▸ **What is needed**
Transcribe the full listing without changing a word, and omit its pictures.

▸ **Supplied material**
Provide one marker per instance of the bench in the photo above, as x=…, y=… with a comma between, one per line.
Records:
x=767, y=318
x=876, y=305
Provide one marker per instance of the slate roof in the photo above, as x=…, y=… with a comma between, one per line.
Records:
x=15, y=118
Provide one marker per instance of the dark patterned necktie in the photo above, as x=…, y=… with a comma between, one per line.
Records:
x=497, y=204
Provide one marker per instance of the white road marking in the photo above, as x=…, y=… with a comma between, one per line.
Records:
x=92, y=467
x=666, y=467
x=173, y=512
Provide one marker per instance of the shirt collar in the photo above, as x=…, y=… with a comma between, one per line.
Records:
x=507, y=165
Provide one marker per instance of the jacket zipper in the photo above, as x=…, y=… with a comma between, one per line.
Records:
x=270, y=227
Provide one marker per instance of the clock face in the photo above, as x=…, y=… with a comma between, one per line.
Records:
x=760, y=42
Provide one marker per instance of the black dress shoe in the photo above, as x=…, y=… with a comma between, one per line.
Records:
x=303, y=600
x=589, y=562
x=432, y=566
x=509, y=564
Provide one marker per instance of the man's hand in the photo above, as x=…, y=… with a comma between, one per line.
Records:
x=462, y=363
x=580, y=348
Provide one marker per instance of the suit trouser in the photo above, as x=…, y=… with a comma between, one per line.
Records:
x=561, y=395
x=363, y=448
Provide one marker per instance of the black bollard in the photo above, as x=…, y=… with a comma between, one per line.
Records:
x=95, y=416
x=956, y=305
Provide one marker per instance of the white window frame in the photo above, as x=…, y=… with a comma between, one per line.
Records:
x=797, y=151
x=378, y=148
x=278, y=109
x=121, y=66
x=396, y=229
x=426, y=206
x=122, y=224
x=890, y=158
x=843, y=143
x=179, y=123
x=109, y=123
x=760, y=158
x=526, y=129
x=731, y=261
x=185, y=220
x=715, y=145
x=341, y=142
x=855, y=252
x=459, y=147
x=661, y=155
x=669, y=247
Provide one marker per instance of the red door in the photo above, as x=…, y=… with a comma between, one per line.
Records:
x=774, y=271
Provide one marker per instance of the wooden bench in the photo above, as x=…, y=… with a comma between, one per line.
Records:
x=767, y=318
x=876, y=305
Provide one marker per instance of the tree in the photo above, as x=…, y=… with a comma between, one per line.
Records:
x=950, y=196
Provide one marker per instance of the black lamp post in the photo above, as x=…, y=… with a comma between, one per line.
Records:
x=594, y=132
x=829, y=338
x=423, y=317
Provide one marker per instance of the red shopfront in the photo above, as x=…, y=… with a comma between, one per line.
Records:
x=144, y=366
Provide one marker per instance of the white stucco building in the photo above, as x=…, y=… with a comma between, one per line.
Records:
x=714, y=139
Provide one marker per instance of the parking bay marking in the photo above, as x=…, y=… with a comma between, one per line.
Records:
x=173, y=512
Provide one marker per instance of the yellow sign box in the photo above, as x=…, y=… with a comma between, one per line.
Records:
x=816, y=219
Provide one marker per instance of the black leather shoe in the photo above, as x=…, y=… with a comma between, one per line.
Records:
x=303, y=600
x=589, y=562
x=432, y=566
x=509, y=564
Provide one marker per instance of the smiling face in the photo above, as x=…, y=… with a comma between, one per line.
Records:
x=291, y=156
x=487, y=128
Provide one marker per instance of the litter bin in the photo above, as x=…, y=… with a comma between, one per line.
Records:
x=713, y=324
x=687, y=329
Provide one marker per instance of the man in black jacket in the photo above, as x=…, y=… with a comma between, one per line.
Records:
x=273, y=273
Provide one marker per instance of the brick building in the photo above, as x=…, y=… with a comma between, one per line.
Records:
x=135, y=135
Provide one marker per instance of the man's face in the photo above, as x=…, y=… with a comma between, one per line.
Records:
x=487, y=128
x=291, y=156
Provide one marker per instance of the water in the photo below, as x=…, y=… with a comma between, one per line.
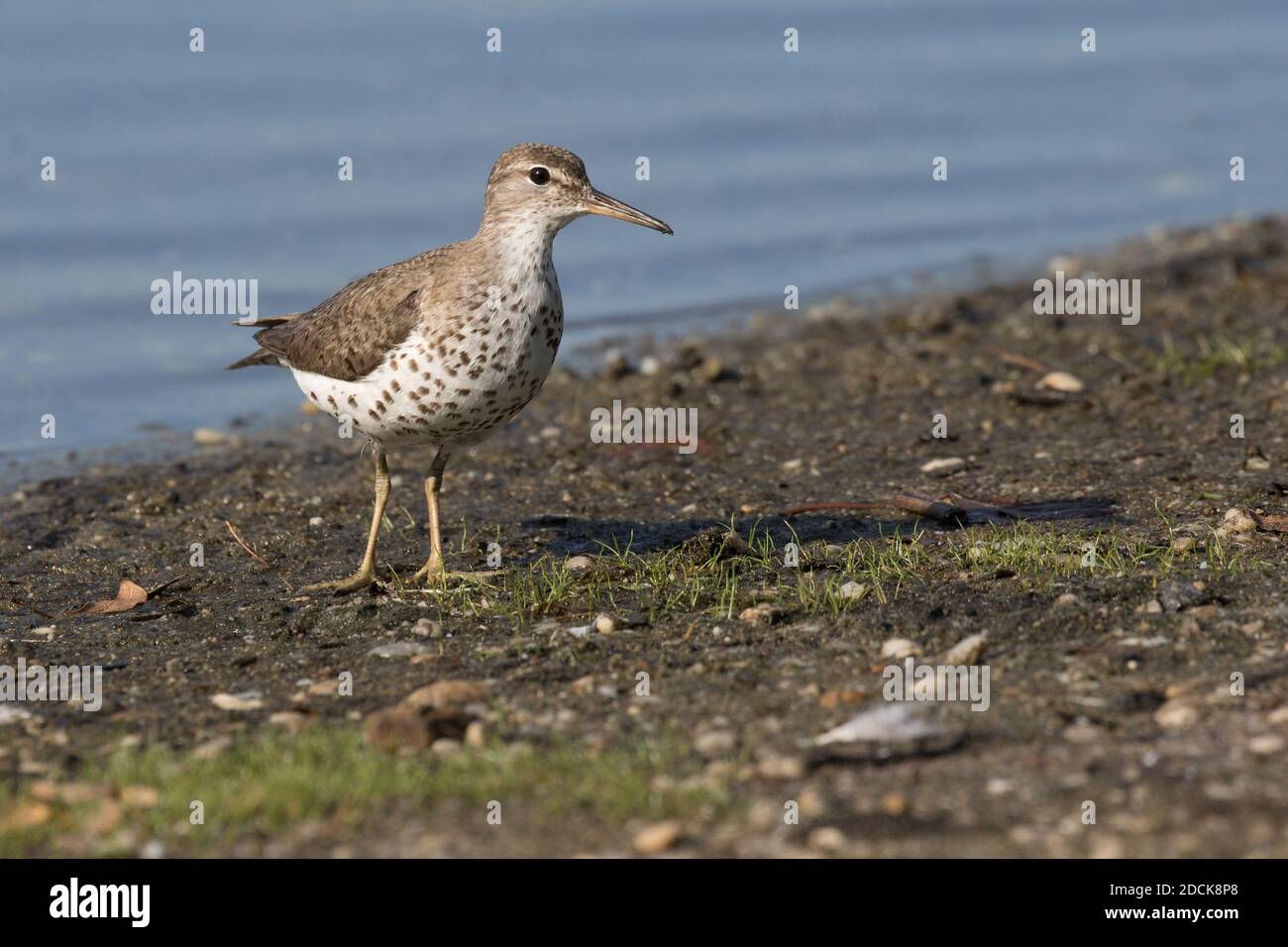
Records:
x=807, y=169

▸ **Your solution**
Provide one marker per instance of the bench in the photo above, as x=…, y=… with a comma between, one per line.
Records:
x=767, y=318
x=876, y=305
Provide one marker per instance of the slate roof in the photo above, as x=…, y=… with a comma between, one per line.
Records:
x=15, y=118
Provide one marker per instance of the dark patterned necktie in the photo above, as x=…, y=… with a comma between, one per line.
Records:
x=497, y=204
Provide one marker per instance of the white road marking in the photo above, as x=…, y=… with a comma between, one per line.
Records:
x=92, y=467
x=666, y=467
x=173, y=512
Provide one marker per instance of the shirt collar in the photo above, as x=…, y=… with a comma between, one per line.
Records:
x=507, y=165
Provide one marker per instance of the jacket zipper in the photo above, as x=…, y=… with a comma between, one per line.
Records:
x=270, y=227
Provide one marker per instance of the clock face in the photo above, as x=…, y=… with a comma between, one per line.
Records:
x=760, y=42
Provide one marker per instance of the black dress shoe in the photo above, as x=…, y=… with a comma between, one per line.
Records:
x=303, y=600
x=589, y=562
x=432, y=566
x=509, y=564
Provide one marker per instance of the man's hand in the photo above, as x=…, y=… with a comma between, one per line.
Records:
x=462, y=363
x=580, y=348
Provide one marker per instance of the suit trouser in the photo above, as x=…, y=… with a comma between, one per line.
Records:
x=561, y=395
x=363, y=448
Provide one marker per instance of the black bollard in the photo above, as x=…, y=… with a comma between, one per line.
Records:
x=95, y=416
x=956, y=305
Provide one marker per instance of the white window frame in the photo above, as x=…, y=… with a comma between, one per line.
Records:
x=797, y=151
x=378, y=148
x=278, y=109
x=121, y=66
x=396, y=229
x=426, y=206
x=122, y=224
x=890, y=158
x=843, y=143
x=179, y=123
x=109, y=123
x=760, y=158
x=526, y=129
x=731, y=261
x=185, y=220
x=715, y=145
x=341, y=142
x=855, y=252
x=459, y=147
x=661, y=155
x=669, y=247
Provide one marker per instance of the red door in the photo above, as x=…, y=… with a comma between, one per line.
Records:
x=774, y=271
Provide one marker per instance of the wooden bench in the photo above, as x=…, y=… with a comma between, one per line.
Records:
x=767, y=318
x=876, y=305
Provide one marker per instance of the tree in the photo above, as x=…, y=… with a comma between, one per line.
Records:
x=950, y=196
Provide one marker per instance of the black lamp post in the photo above, as x=…, y=… with a comma between, one per line.
Records:
x=594, y=132
x=829, y=338
x=423, y=317
Provide one marker per instance of the red shopfront in the photo above, as x=…, y=… with a comma between, one per line.
Records:
x=144, y=366
Provide one marker per instance of the white stucco building in the photo above, as x=…, y=… with a comma between, one per line.
Records:
x=714, y=139
Provide one marker per instance of the parking bay marking in the photo above, as x=…, y=… with a comma between, one per line.
Records:
x=173, y=512
Provide one marker per instance of the yellow sign box in the photo above, as x=…, y=… with a comma between, one per line.
Records:
x=816, y=219
Provide one marker per instance of the black leather shoe in the photo above, as x=…, y=… with a comma between, one per line.
Records:
x=303, y=600
x=589, y=562
x=432, y=566
x=509, y=564
Provide one marker per instance of the smiling face in the photo above, as x=…, y=… with a comma between, one per line.
Records:
x=291, y=156
x=487, y=128
Provide one marker per instance of the litter bin in the photo above, as x=…, y=… with a comma between, one per line.
Records:
x=713, y=324
x=687, y=329
Provide one marker per instance of the man in black jacket in the photo above, as x=…, y=… with a comma between, one per line.
Records:
x=273, y=273
Provide one marker per instance of the brick building in the photo above, as x=…, y=… with a comma between, one per line.
Records:
x=135, y=135
Provide one marker per instance of the man's face in the photo above, as x=…, y=… with a comma between, one per line.
Records:
x=487, y=128
x=291, y=156
Provide one marker per instance of the water in the photo below, as x=…, y=… with a comma between, one per line.
Records:
x=807, y=169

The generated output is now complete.